> [Ausgewählter Textauszug]:
==========

Luxemburg – Was geschieht mit dem Resturlaub eines gestorbenen Ehepartners? Und verfällt der Jahresurlaub automatisch, wenn ein Arbeitnehmer ihn nicht beantragt? Der Europäische Gerichtshof hat die Rechte von Arbeitnehmern in diesen Fragen deutlich gestärkt.

Hintergrund der Urteile waren mehrere Fälle, die derzeit vor deutschen Gerichten verhandelt werden (Rechtssachen
C-619/16, C-684/16,
C-569/16 und C-570/16). Gewerkschafter reagierten erfreut.

Vor allem die Entscheidung zum etwaigen Verfall des Jahresurlaubs dürfte wohl fast jeden Arbeitnehmer – und somit auch jeden Arbeitgeber – betreffen. Dabei ging es um die Frage, ob nicht genommener Urlaub automatisch verfällt, wenn der Arbeitnehmer ihn nicht beantragt hat. Das höchste EU-Gericht verneint dies und nimmt den Arbeitgeber in die Pflicht.

==========

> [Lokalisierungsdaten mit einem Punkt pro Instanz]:
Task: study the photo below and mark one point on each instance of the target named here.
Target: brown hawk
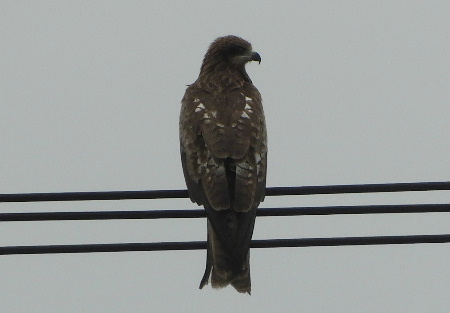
(223, 153)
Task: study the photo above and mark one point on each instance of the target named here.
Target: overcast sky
(353, 91)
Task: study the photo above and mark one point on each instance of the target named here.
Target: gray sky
(354, 92)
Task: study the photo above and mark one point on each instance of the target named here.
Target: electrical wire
(158, 214)
(197, 245)
(272, 191)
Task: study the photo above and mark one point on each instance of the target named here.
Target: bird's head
(231, 51)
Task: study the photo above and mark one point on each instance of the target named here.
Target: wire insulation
(272, 191)
(197, 245)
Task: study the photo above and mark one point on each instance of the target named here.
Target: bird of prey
(223, 152)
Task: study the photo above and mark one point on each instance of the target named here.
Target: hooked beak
(256, 57)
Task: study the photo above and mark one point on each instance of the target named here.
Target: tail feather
(225, 268)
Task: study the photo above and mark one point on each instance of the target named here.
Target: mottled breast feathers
(224, 128)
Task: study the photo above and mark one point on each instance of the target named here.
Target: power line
(272, 191)
(158, 214)
(197, 245)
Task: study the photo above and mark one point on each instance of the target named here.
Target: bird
(223, 145)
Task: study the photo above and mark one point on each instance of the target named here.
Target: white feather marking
(258, 163)
(199, 107)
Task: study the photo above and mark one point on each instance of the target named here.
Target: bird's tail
(224, 267)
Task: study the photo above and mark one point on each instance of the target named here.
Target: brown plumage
(223, 152)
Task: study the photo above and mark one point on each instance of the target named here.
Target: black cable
(272, 191)
(196, 245)
(157, 214)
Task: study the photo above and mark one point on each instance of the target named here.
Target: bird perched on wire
(223, 152)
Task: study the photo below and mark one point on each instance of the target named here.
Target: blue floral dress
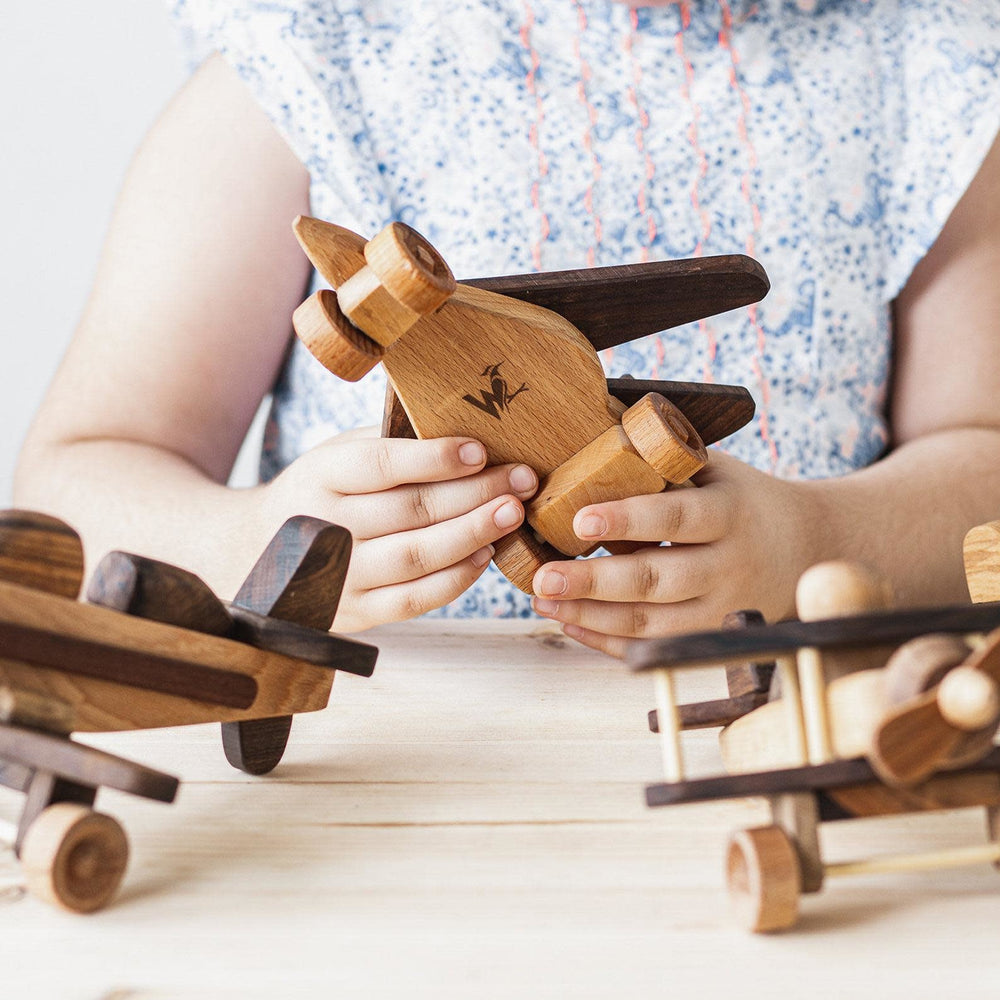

==========

> [Arbeitsauftrag]: Schreiben Sie aus dem Text über die Urlaubsurteile des Europäischen Gerichtshofs alles von „Vor allem die“ bis hin zu „in die Pflicht.“ wortgetreu ab. Die Datensätze stehen in keinem Zusammenhang mit dem Text.

> [Lösung]:
Vor allem die Entscheidung zum etwaigen Verfall des Jahresurlaubs dürfte wohl fast jeden Arbeitnehmer – und somit auch jeden Arbeitgeber – betreffen. Dabei ging es um die Frage, ob nicht genommener Urlaub automatisch verfällt, wenn der Arbeitnehmer ihn nicht beantragt hat. Das höchste EU-Gericht verneint dies und nimmt den Arbeitgeber in die Pflicht.